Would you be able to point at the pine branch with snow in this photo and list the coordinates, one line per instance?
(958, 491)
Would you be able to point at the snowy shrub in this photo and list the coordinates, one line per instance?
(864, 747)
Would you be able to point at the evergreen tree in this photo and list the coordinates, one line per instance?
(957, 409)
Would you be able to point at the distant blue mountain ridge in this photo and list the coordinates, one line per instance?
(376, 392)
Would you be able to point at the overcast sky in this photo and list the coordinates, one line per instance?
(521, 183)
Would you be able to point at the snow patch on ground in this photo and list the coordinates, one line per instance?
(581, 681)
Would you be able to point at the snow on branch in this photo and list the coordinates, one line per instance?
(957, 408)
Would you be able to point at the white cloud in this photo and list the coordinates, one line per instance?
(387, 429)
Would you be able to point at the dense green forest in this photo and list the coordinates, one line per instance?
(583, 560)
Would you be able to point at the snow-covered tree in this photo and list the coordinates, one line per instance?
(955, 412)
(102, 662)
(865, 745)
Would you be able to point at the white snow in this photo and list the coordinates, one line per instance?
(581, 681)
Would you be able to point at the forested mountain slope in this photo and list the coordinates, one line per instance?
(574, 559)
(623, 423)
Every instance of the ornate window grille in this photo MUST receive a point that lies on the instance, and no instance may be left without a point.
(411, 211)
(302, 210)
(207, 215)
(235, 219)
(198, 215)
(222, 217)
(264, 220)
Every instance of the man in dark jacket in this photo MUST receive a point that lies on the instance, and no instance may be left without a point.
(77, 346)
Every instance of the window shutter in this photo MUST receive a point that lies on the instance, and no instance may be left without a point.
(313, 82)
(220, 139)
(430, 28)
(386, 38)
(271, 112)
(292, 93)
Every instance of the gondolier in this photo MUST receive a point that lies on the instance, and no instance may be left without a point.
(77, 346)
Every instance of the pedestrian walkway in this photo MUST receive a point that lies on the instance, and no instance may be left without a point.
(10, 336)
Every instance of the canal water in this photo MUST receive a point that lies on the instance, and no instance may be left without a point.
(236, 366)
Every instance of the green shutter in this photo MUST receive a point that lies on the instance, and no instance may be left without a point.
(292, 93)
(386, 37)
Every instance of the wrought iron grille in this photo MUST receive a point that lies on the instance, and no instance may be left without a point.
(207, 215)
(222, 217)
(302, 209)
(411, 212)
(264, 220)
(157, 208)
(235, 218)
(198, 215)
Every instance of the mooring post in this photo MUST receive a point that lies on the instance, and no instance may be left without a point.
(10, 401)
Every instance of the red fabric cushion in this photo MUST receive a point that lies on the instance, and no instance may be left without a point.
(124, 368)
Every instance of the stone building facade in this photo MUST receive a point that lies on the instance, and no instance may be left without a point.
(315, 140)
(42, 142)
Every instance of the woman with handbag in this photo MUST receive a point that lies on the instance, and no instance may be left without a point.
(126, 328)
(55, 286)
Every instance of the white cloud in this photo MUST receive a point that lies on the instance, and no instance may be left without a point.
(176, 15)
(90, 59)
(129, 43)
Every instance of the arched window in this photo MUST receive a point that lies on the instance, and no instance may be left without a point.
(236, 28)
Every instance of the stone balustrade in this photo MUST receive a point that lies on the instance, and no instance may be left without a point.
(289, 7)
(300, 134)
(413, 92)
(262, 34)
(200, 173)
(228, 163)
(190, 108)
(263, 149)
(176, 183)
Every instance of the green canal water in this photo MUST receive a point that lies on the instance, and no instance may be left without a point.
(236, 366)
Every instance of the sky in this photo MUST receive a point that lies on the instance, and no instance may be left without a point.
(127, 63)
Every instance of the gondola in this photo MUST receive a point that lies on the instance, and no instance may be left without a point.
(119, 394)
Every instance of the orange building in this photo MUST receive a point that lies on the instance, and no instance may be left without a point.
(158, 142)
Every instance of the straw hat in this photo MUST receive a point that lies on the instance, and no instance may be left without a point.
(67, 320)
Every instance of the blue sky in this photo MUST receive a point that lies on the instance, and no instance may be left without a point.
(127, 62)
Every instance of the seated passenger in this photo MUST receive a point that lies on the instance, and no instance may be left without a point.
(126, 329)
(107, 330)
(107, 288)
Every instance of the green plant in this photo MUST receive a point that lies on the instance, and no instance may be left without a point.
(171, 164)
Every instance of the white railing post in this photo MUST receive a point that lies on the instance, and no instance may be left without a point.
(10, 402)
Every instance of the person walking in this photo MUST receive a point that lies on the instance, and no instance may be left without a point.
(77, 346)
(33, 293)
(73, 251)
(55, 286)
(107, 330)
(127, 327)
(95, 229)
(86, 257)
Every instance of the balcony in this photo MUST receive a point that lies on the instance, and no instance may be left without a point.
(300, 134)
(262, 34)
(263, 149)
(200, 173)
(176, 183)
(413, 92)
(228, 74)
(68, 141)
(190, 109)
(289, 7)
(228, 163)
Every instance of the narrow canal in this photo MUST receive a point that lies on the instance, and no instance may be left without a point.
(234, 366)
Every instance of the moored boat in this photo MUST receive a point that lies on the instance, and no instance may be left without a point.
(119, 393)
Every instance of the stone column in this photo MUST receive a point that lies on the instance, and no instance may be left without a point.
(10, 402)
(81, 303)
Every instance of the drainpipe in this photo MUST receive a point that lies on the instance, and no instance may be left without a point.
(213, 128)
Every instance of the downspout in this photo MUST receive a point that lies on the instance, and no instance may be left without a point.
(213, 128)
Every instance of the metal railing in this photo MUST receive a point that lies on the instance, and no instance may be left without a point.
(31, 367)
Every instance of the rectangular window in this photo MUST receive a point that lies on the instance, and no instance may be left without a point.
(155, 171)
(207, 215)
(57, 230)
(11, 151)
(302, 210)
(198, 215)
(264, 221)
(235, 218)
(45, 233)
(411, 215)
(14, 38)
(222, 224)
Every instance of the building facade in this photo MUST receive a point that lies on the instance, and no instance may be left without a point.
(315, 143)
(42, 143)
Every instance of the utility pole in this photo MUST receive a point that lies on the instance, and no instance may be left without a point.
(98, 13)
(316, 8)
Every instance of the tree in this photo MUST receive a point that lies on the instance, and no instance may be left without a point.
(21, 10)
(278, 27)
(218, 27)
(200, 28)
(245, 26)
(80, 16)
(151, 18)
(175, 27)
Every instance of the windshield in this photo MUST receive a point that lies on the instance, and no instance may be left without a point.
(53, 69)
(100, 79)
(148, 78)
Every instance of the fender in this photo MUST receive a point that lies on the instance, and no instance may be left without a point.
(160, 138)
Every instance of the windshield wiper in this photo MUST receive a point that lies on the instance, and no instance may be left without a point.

========================

REQUIRED TASK :: Copy the records above, beginning at the line that contains "Every instance of the building" and continuing through the end of the records. Keep every request line, and shift each coordinate in the answers by adding 35 to it.

OUTPUT BELOW ::
Every instance of the building facade in this photo MUST receive a point that lies on the instance, and no instance may be left without a point.
(350, 178)
(77, 178)
Every instance of the utility pole in this photo MUST receive a point that lies on the instance, and no instance may be left without a point.
(133, 48)
(351, 43)
Every instance of the tree in this photo MUST receive a point that lies on the instance, and no instance may be left without a point.
(56, 45)
(313, 62)
(253, 62)
(235, 63)
(280, 61)
(115, 51)
(186, 53)
(210, 62)
Every instance of the windshield in this photo MUST receive a point that lies on the instance, and no instance may be left without a point.
(88, 104)
(135, 114)
(183, 113)
Every instance of the fender in this photo MUST receive a point that lies on the instance, and no instance may be left without a point.
(195, 173)
Every instance of the windshield wiper in this photo MUST receive a point that lies on the instance, and no instance may be left without a point.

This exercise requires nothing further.